Work to be completed: Show every line below that contains the word "ceiling", copying each one in full.

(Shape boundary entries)
::::::::::
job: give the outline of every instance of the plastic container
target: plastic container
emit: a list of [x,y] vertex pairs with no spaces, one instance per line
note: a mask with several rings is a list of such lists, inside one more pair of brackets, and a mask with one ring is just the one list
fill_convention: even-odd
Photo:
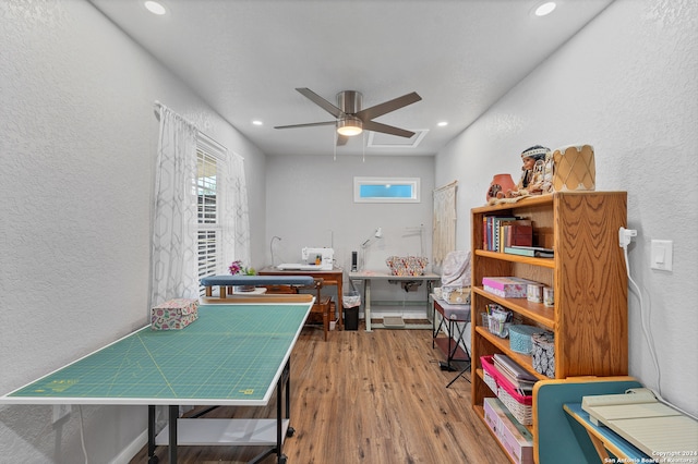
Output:
[[521,354],[531,354],[531,335],[542,332],[543,329],[533,326],[510,326],[509,327],[509,347],[513,352]]

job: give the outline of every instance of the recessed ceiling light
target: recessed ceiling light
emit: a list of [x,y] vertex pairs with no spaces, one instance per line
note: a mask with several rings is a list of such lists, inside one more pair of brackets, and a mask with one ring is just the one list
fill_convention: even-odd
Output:
[[143,3],[143,5],[153,14],[157,14],[158,16],[164,15],[165,13],[167,13],[167,10],[165,9],[165,5],[163,5],[163,3],[158,3],[156,1],[153,0],[148,0],[146,2]]
[[546,16],[550,13],[552,13],[553,10],[555,10],[555,7],[557,7],[557,4],[555,4],[554,1],[549,1],[549,2],[542,3],[538,8],[535,8],[535,11],[533,13],[537,16]]

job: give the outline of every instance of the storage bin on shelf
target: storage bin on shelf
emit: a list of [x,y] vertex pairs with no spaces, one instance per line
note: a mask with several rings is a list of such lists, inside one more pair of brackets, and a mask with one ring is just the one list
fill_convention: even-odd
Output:
[[533,424],[533,396],[519,394],[516,388],[494,367],[493,356],[480,356],[480,363],[482,364],[484,382],[512,415],[522,425]]
[[531,337],[543,329],[534,326],[516,325],[509,327],[509,347],[513,352],[531,354]]

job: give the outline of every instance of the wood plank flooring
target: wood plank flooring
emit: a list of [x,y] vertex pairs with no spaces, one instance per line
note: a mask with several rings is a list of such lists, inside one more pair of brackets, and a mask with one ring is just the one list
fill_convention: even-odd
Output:
[[[363,325],[362,325],[363,326]],[[507,463],[470,407],[470,383],[442,371],[430,330],[303,329],[291,355],[289,464]],[[469,378],[469,374],[466,374]],[[206,417],[275,417],[267,407],[219,407]],[[180,447],[178,462],[244,463],[254,447]],[[161,464],[167,449],[159,447]],[[131,463],[147,462],[144,448]],[[276,462],[276,455],[263,461]]]

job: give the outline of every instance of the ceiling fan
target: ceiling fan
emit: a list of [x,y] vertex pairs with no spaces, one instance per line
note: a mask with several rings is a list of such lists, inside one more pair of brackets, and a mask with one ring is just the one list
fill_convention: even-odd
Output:
[[373,121],[374,118],[399,110],[408,105],[416,103],[422,97],[416,91],[394,98],[383,103],[375,105],[371,108],[361,109],[361,93],[357,90],[342,90],[337,94],[337,106],[325,100],[310,88],[297,88],[303,96],[309,98],[315,105],[335,117],[335,121],[311,122],[308,124],[277,125],[274,129],[293,129],[293,127],[312,127],[316,125],[336,125],[337,127],[337,145],[345,145],[348,137],[359,135],[363,130],[382,132],[384,134],[397,135],[399,137],[411,137],[414,135],[411,131],[395,127]]

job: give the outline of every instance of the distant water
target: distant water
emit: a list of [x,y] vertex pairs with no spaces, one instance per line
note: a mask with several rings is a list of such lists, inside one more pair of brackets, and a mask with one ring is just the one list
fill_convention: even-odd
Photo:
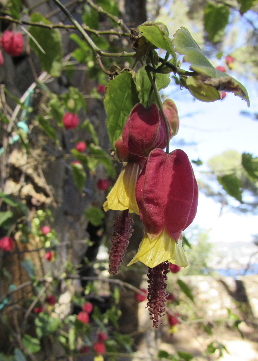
::::::::::
Complete answer:
job: give the outline of every instance of the recessed ceiling light
target: recessed ceiling light
job: give the outline of every instance of the ceiling fan
target: ceiling fan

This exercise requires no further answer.